■ TASK
For this exercise, return the line containing "of the teal" and every line after it through the end of the records below, without alteration.

====

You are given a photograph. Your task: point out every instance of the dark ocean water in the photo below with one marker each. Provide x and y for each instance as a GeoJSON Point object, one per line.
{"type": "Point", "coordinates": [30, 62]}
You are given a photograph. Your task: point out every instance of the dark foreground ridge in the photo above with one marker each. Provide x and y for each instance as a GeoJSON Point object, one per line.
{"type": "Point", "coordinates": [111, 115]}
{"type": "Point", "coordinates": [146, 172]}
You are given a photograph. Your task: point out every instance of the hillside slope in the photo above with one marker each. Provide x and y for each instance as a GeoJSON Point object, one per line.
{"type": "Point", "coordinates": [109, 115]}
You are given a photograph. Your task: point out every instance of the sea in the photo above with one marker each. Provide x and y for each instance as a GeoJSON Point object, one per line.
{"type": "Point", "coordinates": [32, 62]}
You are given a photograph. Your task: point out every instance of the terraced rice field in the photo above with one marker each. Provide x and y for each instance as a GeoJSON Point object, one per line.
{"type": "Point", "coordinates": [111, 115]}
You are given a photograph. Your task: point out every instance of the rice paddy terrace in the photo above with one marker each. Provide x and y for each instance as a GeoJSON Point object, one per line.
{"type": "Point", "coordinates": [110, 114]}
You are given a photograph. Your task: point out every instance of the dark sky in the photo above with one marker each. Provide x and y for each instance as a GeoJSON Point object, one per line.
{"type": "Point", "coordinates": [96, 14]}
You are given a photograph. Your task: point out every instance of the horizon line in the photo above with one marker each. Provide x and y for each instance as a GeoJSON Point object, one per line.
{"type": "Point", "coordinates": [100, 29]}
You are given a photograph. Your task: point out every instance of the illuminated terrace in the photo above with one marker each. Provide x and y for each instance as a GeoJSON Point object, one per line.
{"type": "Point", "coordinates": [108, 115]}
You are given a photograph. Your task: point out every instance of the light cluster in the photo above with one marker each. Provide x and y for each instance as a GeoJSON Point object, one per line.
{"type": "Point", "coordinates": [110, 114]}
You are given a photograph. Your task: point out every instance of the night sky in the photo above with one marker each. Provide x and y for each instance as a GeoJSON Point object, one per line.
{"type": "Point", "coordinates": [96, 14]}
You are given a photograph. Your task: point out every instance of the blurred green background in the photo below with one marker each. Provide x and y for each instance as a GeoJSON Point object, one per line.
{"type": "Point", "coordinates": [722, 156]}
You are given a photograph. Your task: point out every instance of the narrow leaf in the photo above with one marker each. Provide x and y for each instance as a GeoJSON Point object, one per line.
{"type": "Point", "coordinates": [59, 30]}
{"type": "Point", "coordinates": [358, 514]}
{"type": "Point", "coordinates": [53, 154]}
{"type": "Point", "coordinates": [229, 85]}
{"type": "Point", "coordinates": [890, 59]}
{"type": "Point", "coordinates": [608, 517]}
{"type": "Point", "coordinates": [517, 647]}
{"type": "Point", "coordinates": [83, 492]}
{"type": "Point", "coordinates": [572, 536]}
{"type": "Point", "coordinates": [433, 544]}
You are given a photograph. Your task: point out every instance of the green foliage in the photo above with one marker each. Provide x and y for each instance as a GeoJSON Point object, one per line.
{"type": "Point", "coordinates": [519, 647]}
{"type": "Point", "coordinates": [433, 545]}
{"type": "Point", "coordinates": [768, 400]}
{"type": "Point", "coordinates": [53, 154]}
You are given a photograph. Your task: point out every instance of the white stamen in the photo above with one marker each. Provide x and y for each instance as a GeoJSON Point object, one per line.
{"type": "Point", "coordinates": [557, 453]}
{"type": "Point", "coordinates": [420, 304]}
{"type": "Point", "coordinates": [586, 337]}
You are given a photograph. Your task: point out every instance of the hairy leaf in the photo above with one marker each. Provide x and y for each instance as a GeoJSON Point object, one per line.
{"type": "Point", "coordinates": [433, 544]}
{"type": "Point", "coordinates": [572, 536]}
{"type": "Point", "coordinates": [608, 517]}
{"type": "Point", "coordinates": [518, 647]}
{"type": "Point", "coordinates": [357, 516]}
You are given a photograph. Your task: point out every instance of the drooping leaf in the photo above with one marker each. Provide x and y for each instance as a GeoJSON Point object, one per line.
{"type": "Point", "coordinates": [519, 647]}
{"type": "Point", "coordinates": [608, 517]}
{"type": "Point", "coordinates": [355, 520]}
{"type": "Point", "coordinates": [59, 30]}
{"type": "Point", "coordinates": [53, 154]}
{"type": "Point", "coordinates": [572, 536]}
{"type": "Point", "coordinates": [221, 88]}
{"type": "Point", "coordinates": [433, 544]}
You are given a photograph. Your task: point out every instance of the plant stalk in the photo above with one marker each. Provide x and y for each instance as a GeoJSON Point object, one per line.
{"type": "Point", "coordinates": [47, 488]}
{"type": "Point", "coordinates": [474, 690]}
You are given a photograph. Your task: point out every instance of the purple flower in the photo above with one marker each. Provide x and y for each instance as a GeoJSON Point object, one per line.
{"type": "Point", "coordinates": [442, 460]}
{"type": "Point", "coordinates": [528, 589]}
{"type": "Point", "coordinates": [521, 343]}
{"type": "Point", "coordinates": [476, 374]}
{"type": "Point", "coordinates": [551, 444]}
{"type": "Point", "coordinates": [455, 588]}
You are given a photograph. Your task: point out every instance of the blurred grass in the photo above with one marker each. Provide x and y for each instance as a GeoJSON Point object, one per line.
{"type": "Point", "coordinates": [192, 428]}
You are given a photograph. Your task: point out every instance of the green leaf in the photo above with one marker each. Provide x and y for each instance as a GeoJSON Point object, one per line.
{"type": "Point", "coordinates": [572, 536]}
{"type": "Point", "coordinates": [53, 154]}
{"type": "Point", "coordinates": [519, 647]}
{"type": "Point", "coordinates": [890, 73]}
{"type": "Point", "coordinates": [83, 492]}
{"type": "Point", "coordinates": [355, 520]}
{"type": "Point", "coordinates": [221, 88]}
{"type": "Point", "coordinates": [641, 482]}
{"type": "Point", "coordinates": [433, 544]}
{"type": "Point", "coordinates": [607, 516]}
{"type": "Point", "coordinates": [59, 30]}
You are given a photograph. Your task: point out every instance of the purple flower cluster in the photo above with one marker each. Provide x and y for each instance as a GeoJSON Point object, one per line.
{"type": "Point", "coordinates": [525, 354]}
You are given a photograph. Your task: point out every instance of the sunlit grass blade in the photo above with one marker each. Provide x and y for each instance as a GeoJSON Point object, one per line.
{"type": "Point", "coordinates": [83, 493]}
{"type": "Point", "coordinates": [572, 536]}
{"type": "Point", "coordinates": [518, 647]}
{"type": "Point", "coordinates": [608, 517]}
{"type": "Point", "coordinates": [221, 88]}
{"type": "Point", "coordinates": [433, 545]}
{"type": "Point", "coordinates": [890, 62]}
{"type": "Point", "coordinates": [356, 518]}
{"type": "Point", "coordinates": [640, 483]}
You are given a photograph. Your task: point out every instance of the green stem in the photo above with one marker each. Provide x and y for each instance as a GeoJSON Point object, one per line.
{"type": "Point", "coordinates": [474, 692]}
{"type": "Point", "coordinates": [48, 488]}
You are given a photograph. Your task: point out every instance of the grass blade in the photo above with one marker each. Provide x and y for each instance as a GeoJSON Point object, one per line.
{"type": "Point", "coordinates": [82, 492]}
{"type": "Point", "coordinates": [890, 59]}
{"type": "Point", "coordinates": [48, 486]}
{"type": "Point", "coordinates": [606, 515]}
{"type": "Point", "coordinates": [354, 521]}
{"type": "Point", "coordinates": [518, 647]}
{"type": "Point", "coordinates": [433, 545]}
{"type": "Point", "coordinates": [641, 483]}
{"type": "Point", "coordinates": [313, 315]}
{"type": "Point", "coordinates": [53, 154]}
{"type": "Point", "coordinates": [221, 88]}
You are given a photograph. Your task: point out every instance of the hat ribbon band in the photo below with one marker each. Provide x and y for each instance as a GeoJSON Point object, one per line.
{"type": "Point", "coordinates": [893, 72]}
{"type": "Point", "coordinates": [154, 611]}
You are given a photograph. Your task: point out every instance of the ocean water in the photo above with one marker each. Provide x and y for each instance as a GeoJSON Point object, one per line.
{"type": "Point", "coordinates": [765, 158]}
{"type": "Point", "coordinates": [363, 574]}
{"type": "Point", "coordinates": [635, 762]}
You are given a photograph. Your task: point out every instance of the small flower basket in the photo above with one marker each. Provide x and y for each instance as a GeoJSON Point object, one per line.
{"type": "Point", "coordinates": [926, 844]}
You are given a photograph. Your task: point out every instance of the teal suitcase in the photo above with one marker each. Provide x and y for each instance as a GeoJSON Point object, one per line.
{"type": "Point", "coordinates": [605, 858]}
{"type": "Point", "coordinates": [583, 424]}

====

■ EXERCISE SOLUTION
You are given a photograph. Your task: point out every instance of the teal suitcase in the photo above with one marker each. Provide x and y for each instance as a GeoJSON Point object, one per line.
{"type": "Point", "coordinates": [605, 858]}
{"type": "Point", "coordinates": [583, 424]}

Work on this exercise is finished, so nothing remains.